● BRIEF
Reproduce the following data exactly, minus any images.

[Dataset entries]

--

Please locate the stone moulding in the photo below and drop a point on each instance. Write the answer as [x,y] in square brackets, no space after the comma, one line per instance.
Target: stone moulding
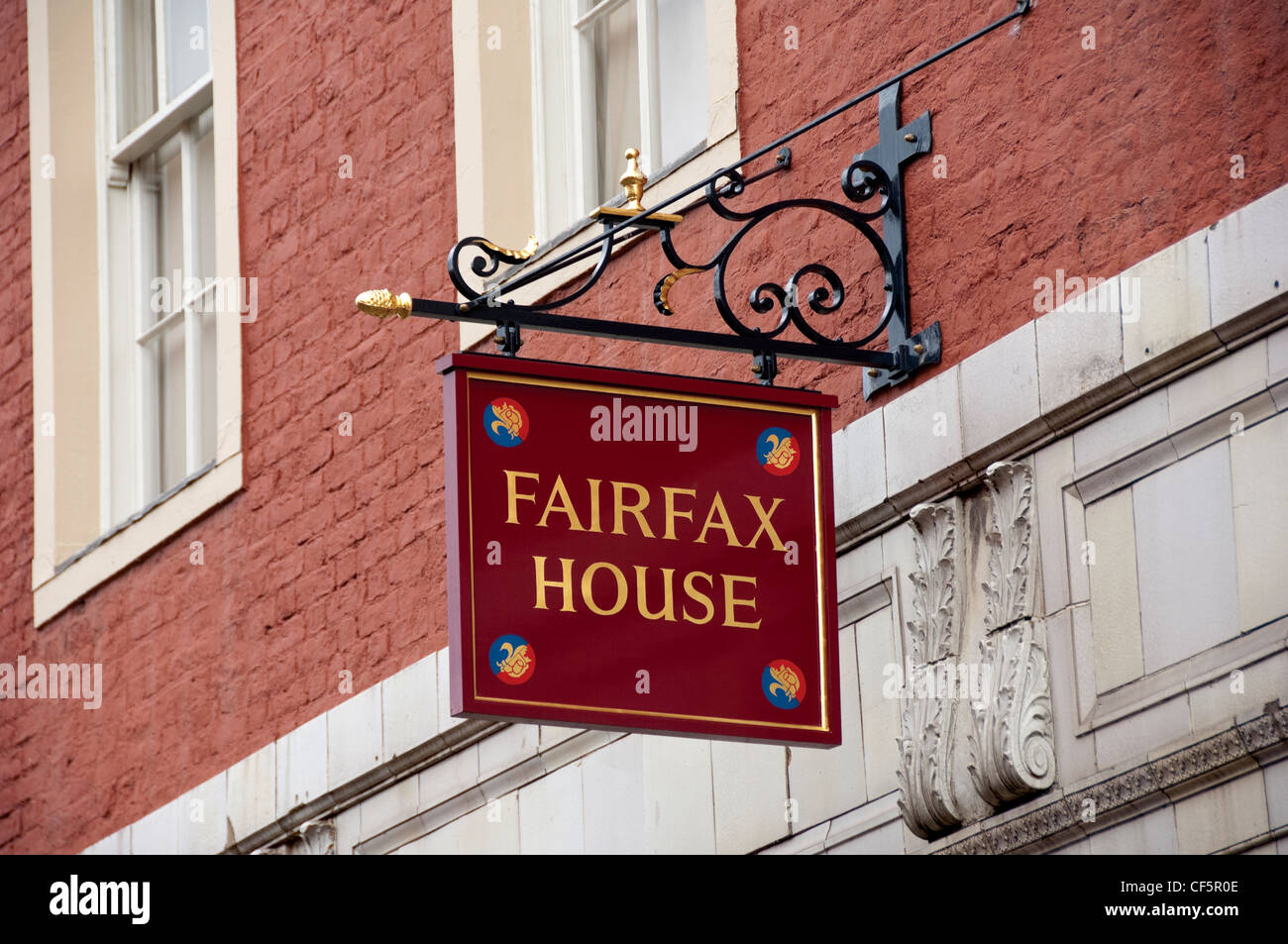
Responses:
[932,630]
[1138,788]
[925,768]
[1012,742]
[1010,487]
[309,839]
[926,723]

--

● RESPONSE FOR THIS EXERCISE
Please locate the stone moulding in the photo below and drop a point on each instance. Write the answer as [x,y] in square brackets, no space after the comma, one line per instance.
Target: stone moulding
Responses:
[932,630]
[1138,788]
[925,768]
[1012,742]
[1010,487]
[309,839]
[926,723]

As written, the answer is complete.